◆ TASK STATEMENT: Report how many lines in the data below contain the word “curly”. Give only the number.

— Start WORKING DATA —

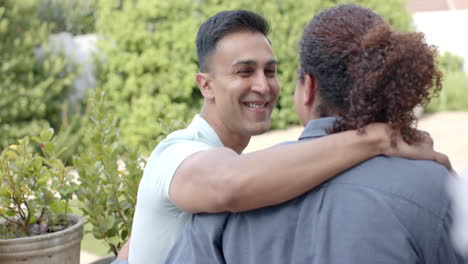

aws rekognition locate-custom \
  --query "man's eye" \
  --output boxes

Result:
[237,69,253,75]
[265,69,276,76]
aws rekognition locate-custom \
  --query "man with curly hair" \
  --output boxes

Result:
[165,5,465,264]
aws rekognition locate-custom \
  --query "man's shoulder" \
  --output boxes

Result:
[330,156,450,218]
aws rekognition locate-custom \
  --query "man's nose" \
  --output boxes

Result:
[252,72,270,94]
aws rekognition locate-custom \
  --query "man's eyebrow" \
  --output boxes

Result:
[232,59,278,66]
[267,59,279,65]
[232,60,257,66]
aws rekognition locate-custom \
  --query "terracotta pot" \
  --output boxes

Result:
[0,214,83,264]
[89,256,115,264]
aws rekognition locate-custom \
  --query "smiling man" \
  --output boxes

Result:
[112,10,447,263]
[164,5,467,264]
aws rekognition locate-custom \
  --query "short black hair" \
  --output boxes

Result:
[196,10,270,72]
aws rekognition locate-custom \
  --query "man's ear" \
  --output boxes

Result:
[195,72,214,99]
[304,74,315,106]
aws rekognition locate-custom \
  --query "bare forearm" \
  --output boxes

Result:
[220,131,381,211]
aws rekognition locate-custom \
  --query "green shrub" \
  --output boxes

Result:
[73,91,145,255]
[96,0,411,153]
[0,0,73,148]
[426,71,468,112]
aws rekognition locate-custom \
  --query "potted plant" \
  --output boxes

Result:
[0,128,83,264]
[73,91,146,263]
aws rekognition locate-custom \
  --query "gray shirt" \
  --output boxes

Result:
[165,118,468,264]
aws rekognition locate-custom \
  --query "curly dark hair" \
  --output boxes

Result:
[298,4,442,143]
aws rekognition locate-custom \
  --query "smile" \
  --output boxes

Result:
[245,102,268,109]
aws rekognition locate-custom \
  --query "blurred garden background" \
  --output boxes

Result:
[0,0,468,263]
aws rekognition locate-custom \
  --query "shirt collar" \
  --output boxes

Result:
[299,117,336,140]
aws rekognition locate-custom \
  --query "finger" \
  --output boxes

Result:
[434,151,455,173]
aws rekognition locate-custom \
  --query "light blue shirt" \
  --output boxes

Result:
[165,118,465,264]
[129,115,223,264]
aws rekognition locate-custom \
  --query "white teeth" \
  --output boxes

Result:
[247,103,264,108]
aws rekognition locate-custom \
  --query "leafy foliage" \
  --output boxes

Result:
[0,129,76,238]
[0,0,73,151]
[96,0,411,153]
[38,0,97,35]
[73,89,145,254]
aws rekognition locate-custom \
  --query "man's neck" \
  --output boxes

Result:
[200,109,251,154]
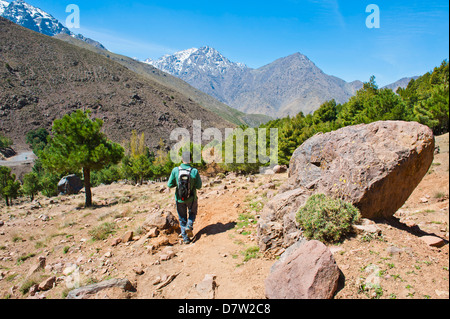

— End WORKING DATA —

◆ RESULT OF THIS EXERCISE: 2